Im Interview mit Dr. Andreas Baltrusch, Geschäftsführer von REEVALUE, besprechen wir den ESG-Komplex in der Immobilienwirtschaft.

28. November 2023 | Als promovierter Wirtschaftsingenieur und ehemaliger Investment- sowie Assetmanager bringt Herr Baltrusch eine tiefgreifende Expertise in Sachen Gebäudeenergieeffizienz und ökologischer Nachhaltigkeit mit. Heute unterstützt er als Geschäftsführer von REEVALUE Immobilieneigentümer und Investoren dabei, die Chancen der Energieeffizienzvorschriften zu nutzen und den Herausforderungen des GEG und der BEG zu begegnen.


Wie lässt sich das umfassende Konzept von ESG in der Immobilienbranche richtig begreifen und anwenden?


Baltrusch: Das Thema ESG und alles, was damit zusammenhängt, taucht wirklich seit einigen Jahren und vor allem seit einigen Monaten konstant in der Presse und allen möglichen Diskussionen auf. Und trotz der ganzen Presseschau rund um dieses Thema wurde meiner Meinung nach das Konzept meist noch nicht richtig erfasst, und viele Unternehmer der Immobilienwirtschaft, als auch Privatleute stellen sich die Frage, ob sie eigentlich überhaupt etwas unternehmen müssen und wenn ja, was denn genau. Denn eine ESG-Nachhaltigkeit im Sinne der Taxonomie-VO (2020/852) umfasst deutlich mehr Aspekte als Klimaschutz und CO2-Reduzierung.

Datenauszug:
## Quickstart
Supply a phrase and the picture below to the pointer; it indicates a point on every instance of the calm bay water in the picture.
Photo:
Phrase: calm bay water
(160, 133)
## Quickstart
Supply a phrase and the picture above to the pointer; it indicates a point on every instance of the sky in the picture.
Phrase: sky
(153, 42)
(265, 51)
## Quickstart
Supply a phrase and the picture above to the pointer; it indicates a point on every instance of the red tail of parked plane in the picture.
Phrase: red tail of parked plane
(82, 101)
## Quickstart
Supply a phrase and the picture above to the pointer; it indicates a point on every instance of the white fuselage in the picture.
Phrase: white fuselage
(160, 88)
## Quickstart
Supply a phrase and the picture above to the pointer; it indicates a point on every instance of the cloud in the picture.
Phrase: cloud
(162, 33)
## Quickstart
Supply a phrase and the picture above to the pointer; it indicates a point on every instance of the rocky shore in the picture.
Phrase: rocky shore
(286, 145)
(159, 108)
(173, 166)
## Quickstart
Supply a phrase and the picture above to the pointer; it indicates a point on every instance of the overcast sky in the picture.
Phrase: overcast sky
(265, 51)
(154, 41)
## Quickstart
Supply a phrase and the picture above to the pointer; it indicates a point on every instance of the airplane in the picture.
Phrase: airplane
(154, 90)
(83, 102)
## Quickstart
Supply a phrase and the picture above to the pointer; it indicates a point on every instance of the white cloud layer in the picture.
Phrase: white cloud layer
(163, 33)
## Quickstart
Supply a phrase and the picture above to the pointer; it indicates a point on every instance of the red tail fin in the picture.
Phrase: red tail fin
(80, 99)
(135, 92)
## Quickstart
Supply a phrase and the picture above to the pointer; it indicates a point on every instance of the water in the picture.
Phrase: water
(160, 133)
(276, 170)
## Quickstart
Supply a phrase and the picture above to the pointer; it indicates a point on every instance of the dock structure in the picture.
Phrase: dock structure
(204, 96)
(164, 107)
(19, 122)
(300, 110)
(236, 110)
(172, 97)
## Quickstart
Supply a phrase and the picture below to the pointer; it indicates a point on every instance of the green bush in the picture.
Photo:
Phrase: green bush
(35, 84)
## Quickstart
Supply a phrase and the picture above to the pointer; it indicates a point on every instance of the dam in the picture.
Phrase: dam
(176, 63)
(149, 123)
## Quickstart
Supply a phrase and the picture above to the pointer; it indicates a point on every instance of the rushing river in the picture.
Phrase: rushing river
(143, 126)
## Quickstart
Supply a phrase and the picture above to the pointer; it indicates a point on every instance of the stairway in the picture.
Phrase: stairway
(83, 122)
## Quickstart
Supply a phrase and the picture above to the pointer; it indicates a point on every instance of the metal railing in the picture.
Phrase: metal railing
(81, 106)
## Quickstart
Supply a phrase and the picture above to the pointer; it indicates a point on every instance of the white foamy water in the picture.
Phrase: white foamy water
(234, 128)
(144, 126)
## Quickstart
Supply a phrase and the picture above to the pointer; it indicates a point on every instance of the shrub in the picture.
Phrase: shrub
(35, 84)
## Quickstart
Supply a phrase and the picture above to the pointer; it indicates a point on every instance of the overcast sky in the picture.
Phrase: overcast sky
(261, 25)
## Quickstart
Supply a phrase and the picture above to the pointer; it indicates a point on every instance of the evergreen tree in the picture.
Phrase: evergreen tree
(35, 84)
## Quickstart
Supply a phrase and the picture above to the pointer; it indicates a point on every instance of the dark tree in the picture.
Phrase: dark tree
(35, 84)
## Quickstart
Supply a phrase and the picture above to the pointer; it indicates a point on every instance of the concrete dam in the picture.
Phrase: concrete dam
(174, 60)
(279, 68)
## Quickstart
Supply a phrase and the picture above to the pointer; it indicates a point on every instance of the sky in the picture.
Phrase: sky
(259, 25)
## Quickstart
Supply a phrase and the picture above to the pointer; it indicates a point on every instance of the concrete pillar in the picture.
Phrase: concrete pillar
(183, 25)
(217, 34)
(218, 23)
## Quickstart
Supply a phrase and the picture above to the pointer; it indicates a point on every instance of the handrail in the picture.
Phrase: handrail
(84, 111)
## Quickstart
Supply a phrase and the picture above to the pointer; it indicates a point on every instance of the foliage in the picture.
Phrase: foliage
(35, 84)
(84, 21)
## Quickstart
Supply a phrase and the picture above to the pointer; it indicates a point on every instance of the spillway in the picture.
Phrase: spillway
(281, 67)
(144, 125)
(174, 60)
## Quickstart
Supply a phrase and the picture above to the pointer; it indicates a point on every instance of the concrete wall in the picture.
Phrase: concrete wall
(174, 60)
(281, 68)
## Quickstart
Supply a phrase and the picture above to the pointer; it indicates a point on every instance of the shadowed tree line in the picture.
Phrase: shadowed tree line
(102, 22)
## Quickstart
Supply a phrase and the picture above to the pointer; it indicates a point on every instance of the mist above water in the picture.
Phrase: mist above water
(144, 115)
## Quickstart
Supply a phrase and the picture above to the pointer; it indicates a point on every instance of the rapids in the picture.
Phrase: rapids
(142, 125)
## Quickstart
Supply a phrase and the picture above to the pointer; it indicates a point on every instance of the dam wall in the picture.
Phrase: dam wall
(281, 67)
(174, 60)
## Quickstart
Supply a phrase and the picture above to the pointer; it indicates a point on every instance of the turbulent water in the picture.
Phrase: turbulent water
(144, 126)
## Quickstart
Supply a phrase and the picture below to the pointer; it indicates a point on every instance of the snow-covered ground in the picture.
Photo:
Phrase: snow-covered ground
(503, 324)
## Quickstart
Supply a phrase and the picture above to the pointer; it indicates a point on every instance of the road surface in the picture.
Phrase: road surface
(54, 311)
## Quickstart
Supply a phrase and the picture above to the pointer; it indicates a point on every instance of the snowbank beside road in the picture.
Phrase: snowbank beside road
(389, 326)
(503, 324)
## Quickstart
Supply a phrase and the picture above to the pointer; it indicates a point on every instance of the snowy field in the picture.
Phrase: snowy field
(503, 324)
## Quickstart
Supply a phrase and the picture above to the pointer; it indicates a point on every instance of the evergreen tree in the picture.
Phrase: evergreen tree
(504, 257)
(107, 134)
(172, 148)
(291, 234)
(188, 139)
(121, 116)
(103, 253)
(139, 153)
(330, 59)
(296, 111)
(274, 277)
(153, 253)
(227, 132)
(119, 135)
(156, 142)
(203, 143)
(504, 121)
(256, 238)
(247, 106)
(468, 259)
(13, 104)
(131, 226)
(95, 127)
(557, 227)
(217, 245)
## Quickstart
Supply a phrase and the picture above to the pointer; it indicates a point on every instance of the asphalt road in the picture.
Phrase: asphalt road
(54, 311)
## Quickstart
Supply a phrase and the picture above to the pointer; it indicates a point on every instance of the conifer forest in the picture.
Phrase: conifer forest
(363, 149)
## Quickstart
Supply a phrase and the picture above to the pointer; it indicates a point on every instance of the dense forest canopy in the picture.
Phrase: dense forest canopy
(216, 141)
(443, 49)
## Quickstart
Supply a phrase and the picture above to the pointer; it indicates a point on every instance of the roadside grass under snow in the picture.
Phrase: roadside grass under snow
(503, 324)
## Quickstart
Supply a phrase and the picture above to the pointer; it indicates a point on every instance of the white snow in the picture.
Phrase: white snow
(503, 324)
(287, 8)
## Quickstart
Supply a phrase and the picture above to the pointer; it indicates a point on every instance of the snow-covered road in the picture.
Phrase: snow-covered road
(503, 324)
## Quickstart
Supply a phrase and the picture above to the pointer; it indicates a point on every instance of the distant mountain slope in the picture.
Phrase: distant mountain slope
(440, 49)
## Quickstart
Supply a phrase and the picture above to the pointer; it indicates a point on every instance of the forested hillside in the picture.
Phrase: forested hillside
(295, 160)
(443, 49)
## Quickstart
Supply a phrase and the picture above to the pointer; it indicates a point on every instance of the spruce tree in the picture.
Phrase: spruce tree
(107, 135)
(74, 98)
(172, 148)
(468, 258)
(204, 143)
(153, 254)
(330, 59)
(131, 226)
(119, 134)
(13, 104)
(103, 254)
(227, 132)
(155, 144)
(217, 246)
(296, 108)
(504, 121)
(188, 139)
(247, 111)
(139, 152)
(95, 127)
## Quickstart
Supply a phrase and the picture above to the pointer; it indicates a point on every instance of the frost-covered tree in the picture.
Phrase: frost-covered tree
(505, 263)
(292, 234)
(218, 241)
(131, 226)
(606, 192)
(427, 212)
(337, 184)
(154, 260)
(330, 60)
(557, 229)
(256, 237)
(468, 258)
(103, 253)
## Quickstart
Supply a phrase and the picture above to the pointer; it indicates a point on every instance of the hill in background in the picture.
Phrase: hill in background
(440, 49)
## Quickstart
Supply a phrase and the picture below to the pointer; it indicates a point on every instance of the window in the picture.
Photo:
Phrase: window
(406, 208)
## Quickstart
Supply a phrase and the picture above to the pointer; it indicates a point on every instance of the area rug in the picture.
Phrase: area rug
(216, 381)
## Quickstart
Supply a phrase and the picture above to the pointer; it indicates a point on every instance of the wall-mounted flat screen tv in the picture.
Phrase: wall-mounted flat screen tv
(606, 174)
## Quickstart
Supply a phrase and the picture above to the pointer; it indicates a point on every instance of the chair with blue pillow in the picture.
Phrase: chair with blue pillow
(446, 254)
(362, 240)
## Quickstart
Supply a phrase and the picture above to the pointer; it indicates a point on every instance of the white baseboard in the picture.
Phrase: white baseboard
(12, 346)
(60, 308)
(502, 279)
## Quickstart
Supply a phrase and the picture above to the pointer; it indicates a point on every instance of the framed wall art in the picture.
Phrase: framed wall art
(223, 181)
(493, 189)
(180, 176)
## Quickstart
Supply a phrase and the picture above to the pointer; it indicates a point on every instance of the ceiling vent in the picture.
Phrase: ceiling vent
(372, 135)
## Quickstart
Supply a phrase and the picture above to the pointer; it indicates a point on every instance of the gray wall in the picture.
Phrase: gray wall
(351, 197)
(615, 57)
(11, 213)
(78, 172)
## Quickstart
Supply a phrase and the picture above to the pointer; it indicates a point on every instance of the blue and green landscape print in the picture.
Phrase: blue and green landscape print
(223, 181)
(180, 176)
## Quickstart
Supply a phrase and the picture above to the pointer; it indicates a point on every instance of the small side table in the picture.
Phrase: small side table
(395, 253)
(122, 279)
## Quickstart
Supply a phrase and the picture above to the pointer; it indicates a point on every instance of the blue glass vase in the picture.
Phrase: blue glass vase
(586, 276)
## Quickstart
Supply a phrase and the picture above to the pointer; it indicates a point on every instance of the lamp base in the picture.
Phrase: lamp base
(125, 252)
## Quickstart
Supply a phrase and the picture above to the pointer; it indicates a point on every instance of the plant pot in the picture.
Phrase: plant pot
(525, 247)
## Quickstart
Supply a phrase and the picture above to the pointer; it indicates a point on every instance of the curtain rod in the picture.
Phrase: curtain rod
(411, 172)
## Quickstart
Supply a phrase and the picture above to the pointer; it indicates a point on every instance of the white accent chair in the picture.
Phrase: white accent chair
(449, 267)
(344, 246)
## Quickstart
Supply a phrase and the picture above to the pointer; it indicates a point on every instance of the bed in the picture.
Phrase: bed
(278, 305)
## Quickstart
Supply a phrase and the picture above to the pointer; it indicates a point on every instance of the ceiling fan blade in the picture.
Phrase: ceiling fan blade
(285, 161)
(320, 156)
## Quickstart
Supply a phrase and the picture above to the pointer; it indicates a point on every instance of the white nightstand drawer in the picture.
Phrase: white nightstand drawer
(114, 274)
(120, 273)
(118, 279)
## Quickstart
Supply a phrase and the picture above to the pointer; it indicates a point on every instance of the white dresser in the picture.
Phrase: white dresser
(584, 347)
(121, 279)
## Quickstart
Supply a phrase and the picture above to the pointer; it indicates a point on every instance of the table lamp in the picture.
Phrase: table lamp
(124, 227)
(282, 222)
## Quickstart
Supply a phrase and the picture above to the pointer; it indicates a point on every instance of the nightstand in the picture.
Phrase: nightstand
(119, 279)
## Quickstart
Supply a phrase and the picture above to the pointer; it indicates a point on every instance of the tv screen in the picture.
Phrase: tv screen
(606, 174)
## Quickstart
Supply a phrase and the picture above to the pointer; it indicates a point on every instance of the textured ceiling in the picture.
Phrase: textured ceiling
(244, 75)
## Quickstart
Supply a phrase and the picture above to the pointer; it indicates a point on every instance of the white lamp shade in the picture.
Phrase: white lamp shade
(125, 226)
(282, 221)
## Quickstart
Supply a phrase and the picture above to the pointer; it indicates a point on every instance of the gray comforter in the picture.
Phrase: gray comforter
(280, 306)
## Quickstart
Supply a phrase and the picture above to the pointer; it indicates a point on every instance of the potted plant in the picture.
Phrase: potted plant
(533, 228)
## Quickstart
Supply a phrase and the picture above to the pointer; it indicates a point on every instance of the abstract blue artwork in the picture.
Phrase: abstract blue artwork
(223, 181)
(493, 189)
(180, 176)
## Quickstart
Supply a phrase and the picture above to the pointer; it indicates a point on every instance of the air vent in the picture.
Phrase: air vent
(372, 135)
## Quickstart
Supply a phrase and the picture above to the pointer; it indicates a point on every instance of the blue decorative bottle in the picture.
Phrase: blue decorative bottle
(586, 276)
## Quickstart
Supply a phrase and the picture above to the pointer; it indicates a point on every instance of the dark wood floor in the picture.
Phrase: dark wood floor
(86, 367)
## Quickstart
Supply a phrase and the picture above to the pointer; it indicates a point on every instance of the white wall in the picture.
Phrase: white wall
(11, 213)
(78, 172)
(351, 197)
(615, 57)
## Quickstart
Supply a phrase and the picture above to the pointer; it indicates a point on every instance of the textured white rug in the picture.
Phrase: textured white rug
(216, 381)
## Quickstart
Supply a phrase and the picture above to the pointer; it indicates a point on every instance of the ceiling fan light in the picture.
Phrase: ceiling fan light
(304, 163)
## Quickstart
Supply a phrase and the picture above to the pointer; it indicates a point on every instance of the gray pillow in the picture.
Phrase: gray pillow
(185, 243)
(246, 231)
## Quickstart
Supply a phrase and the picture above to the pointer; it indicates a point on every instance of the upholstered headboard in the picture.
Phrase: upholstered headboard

Arbeitsanweisung: Übertragen Sie den Satz „Denn eine ESG-Nachhaltigkeit im Sinne der Taxonomie-VO (2020/852) umfasst deutlich mehr Aspekte als Klimaschutz und CO2-Reduzierung.“ aus dem Interview zu ESG in der Immobilienwirtschaft ins Englische. Die Daten stammen aus einer anderen Quelle als der Text.

Lösung: After all, ESG sustainability within the meaning of the Taxonomy Regulation (2020/852) covers considerably more aspects than climate protection and CO2 reduction.